* [What this task involves]
Count the lines in the entries below that contain the string "white". Report only that number.

* [Supplied records]
----------

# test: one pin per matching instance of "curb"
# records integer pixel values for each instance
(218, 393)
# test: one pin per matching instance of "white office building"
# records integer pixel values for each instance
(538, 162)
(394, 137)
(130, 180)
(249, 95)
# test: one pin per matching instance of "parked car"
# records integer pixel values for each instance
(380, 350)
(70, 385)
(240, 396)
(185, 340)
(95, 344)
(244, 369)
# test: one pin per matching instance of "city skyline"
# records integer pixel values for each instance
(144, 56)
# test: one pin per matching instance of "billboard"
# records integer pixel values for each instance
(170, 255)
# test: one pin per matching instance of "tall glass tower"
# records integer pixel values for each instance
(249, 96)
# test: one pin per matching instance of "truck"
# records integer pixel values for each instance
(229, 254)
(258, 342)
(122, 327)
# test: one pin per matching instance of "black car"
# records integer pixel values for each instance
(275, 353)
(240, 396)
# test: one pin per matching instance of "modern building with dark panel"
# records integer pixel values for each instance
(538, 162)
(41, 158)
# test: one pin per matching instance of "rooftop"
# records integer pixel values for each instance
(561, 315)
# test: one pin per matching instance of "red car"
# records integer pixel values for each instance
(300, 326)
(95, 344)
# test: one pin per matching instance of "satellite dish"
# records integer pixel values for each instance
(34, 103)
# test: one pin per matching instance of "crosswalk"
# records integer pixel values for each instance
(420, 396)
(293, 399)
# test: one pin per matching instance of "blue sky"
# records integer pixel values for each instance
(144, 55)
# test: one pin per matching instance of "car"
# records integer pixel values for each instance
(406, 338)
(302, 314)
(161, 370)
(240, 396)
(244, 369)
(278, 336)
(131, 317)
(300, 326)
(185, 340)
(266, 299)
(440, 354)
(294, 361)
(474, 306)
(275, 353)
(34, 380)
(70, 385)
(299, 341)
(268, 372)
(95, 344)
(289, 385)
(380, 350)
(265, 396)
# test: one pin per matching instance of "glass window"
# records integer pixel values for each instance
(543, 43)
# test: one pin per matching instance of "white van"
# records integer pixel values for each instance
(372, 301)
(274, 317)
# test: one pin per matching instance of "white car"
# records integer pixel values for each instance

----------

* [Response]
3